Woke up this morning at a hotel in Copenhagen in a beautiful winter wonderland. And when we arrived this afternoon at Malmö Central Station, even more snow had fallen. I hope we get more. Much more.
I shot this yesterday while shooting still images for one my clients latest properties here in Malmö. For January, the weather conditions couldn’t have been better. That said, I almost froze my fingers off while piloting the drone. Sounds strange coming from me, but I actually would like to see some snow now…a lot of snow.
Back in town again after a few days of informal research in Singapore for a client. Had a very smooth ride back to Copenhagen via Helsinki with Finnair. After a few hours on the plane and at the Finnish airport, I almost overdosed on Marimekko designed napkins, pillowcases, toiletries bags and blankets.
Brought the new Fuji XT-3 and a couple of prime lenses (equivalent of a 24mm + 85mm) with me on the trip to see how well this new kit holds up in the weight vs quality arena. After about 8 months with the technically very capable A7III, I felt Sony’s operating system made it ridiculously difficult to execute creative ideas spontaneously. Couldn’t complain in regards to quality, but I think the camera has way too many options, customizable buttons and umpteen features that I never, ever used and which just got in the way or generated confusion.
Not only does the Fujifilm XT-3 offer a pleasing retro look and feel with lockable knobs and dials, it more importantly – and unlike the Sony – bestows me with an urge and therefore a creative incentive to actually pick up the camera and creative photographs.
The shot above is from last week’s short visit to Gardens by the Bay in Singapore.
Shot these blue flowers and several other colorful bouquets at sidewalk florist on Beach Road the other day.
As a long-time admirer of artist Georgia O’Keeffe and her beautiful abstract, flower inspired paintings and drawings, I love looking at and photographing flowers from an abstract perspective.
When nothing else grabs my attention, I can easily inject inspiration by focusing – sometimes for several hours at a time – by photographing textures and patterns. Like this wood covered wall I discovered somewhere here in Singapore’s Bugis neighborhood the other day. Some of these abstracts will subsequently be incorporated in my collages. Textures and patterns tell tales in a subtle way. When I find delapitated wall with an interesting texture, or, a repetitive pattern that I feel inclined to capture, if only for a few moment, I’ll thinkabout how it came to be.

Material supplied
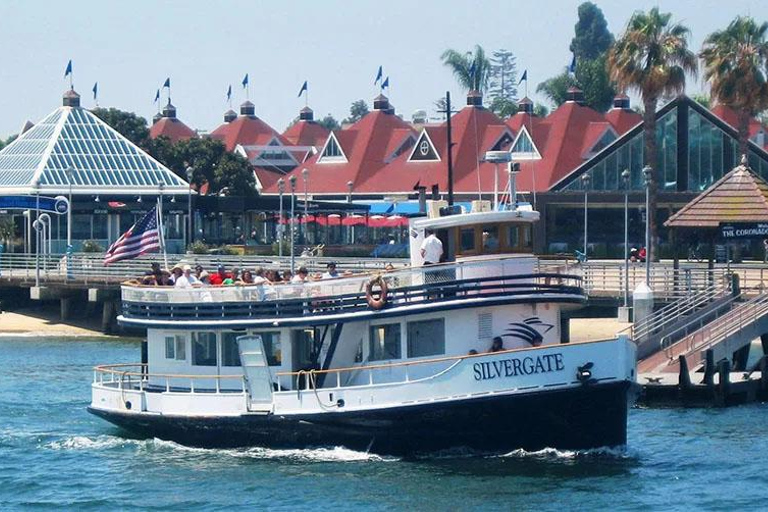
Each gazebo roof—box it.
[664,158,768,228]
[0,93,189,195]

...

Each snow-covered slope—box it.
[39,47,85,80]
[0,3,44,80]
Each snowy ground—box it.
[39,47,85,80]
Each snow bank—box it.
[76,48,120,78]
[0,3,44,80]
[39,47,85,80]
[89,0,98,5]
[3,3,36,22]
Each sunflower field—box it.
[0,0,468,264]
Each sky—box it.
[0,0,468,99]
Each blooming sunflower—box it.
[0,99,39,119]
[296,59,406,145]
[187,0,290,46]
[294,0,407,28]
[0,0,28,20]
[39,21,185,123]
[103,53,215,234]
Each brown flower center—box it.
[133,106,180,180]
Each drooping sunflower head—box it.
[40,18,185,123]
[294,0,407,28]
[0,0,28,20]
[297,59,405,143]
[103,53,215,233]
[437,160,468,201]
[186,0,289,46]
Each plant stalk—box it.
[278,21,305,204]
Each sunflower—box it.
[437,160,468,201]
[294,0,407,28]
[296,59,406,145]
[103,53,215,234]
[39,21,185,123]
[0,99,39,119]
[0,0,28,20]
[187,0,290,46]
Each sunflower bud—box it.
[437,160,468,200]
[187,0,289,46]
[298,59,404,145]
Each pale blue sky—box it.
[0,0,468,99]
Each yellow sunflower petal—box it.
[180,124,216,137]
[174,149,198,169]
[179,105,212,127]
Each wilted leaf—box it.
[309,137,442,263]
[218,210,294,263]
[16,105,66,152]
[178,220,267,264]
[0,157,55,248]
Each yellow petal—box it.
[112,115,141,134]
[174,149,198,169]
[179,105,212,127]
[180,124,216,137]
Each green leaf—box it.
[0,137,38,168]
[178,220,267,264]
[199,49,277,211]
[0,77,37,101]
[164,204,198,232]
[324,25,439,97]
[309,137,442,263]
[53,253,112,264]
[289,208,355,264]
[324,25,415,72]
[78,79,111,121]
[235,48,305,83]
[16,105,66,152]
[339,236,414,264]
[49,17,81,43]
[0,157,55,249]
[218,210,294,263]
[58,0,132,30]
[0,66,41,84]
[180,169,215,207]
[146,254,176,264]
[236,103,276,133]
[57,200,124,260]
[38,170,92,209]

...

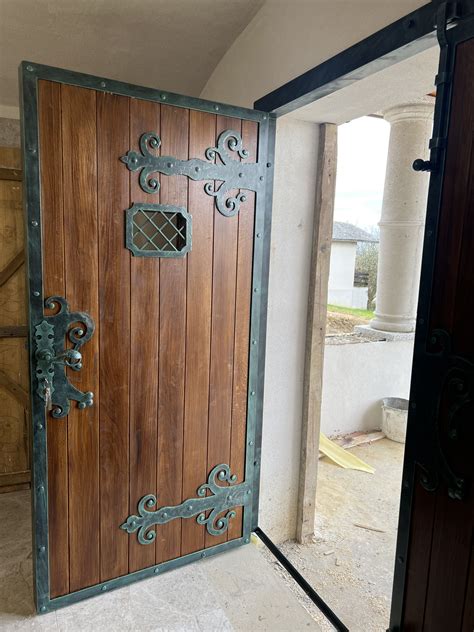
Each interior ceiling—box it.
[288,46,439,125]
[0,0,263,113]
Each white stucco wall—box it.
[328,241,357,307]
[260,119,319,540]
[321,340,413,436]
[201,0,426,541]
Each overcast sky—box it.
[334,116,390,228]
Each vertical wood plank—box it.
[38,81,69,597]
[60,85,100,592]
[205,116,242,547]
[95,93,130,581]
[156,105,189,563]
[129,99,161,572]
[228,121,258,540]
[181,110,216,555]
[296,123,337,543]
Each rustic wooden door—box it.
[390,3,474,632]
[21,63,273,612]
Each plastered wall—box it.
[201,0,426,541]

Task instructions
Output the stretch of the photography blog from "The shot above" through "Road the other day.", copied word for word.

Result for this task
The shot above is from last week’s short visit to Gardens by the Bay in Singapore.
Shot these blue flowers and several other colorful bouquets at sidewalk florist on Beach Road the other day.